# Exercise details:
Repeat every entry in the listing below, exactly.
----------------------------------------
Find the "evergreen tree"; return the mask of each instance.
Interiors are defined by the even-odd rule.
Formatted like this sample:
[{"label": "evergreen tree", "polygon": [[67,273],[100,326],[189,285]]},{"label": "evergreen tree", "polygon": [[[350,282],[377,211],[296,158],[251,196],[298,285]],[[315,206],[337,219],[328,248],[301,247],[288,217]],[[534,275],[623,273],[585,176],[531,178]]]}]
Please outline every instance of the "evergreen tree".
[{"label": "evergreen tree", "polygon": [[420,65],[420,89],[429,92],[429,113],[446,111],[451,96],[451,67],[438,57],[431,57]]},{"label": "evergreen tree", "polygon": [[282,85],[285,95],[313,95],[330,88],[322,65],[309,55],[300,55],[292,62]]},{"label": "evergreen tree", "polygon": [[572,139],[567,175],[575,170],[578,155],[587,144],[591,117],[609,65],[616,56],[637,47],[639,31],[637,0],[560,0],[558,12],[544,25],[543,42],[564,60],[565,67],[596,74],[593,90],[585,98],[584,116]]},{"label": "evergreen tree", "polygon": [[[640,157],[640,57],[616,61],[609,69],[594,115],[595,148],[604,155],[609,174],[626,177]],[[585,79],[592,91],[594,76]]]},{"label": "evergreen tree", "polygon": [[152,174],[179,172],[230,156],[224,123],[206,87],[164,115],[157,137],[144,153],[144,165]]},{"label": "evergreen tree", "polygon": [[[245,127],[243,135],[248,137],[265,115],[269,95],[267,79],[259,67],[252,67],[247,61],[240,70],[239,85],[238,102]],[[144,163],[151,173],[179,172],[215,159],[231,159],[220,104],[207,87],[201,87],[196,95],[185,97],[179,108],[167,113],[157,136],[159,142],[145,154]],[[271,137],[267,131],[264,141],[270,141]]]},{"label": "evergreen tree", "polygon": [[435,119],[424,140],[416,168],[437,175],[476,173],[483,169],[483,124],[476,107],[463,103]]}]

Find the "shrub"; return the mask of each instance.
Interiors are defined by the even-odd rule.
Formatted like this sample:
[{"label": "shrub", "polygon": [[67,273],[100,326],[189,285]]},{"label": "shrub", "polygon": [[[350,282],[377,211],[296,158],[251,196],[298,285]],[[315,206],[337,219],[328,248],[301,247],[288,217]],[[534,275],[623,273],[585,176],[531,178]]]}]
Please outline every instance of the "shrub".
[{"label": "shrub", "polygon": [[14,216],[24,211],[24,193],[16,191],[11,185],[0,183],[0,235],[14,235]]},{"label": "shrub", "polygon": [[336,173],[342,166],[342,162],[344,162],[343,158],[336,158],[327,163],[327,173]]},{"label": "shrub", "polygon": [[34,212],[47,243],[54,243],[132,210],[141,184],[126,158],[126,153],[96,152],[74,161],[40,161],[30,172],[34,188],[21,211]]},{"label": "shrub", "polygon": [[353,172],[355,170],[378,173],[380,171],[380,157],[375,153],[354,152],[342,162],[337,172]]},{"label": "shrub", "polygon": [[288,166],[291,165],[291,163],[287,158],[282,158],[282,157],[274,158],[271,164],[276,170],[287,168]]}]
----------------------------------------
# Written response:
Find the "evergreen tree"; return the mask of each instance.
Interiors are defined by the even-odd rule.
Formatted like this sample:
[{"label": "evergreen tree", "polygon": [[67,273],[100,326],[189,285]]},{"label": "evergreen tree", "polygon": [[[350,282],[377,211],[296,158],[251,196],[298,285]],[[315,206],[337,219],[328,248],[301,247],[288,217]],[[534,275],[623,273],[585,176],[531,178]]]}]
Please outline every instance of the "evergreen tree".
[{"label": "evergreen tree", "polygon": [[420,65],[420,89],[429,92],[429,113],[446,111],[451,96],[451,67],[438,57],[431,57]]},{"label": "evergreen tree", "polygon": [[282,85],[285,95],[313,95],[330,88],[322,65],[309,55],[300,55],[292,62]]},{"label": "evergreen tree", "polygon": [[572,139],[567,175],[575,170],[578,155],[587,144],[591,117],[609,65],[616,56],[637,47],[639,31],[637,0],[560,0],[558,12],[544,25],[543,42],[564,60],[565,67],[596,74],[593,90],[585,98],[584,116]]},{"label": "evergreen tree", "polygon": [[[640,157],[640,57],[616,61],[609,69],[594,115],[595,148],[604,155],[609,174],[626,177]],[[585,79],[592,91],[594,76]]]},{"label": "evergreen tree", "polygon": [[152,174],[179,172],[230,156],[224,123],[206,87],[164,115],[157,137],[144,153],[144,165]]},{"label": "evergreen tree", "polygon": [[[245,127],[243,135],[248,137],[265,115],[269,95],[267,79],[259,67],[252,67],[247,61],[240,70],[239,85],[238,102]],[[144,163],[151,173],[179,172],[215,159],[231,159],[220,104],[207,87],[201,87],[196,95],[185,97],[179,108],[167,113],[157,136],[159,142],[145,154]],[[271,137],[267,131],[264,141],[270,141]]]},{"label": "evergreen tree", "polygon": [[435,119],[424,140],[416,168],[437,175],[476,173],[483,169],[483,124],[476,107],[463,103]]}]

Find the "shrub"; return the mask of each instance.
Interiors are defined by the even-odd rule.
Formatted like this sample:
[{"label": "shrub", "polygon": [[67,273],[100,326],[189,285]]},{"label": "shrub", "polygon": [[[350,282],[377,211],[296,158],[251,196],[298,285]],[[315,206],[337,219],[328,248],[301,247],[288,217]],[[534,275],[623,273],[585,176],[531,178]]]}]
Please outline every instance of the "shrub".
[{"label": "shrub", "polygon": [[14,216],[24,211],[24,193],[16,191],[11,185],[0,183],[0,235],[14,235]]},{"label": "shrub", "polygon": [[336,173],[342,166],[342,162],[344,162],[343,158],[336,158],[327,163],[327,173]]},{"label": "shrub", "polygon": [[34,212],[47,243],[54,243],[132,210],[141,184],[126,158],[126,153],[96,152],[74,161],[40,161],[30,172],[34,188],[21,211]]},{"label": "shrub", "polygon": [[353,172],[355,170],[378,173],[380,171],[380,157],[375,153],[354,152],[342,162],[337,172]]},{"label": "shrub", "polygon": [[288,166],[291,165],[291,163],[287,158],[282,158],[282,157],[274,158],[271,164],[276,170],[287,168]]}]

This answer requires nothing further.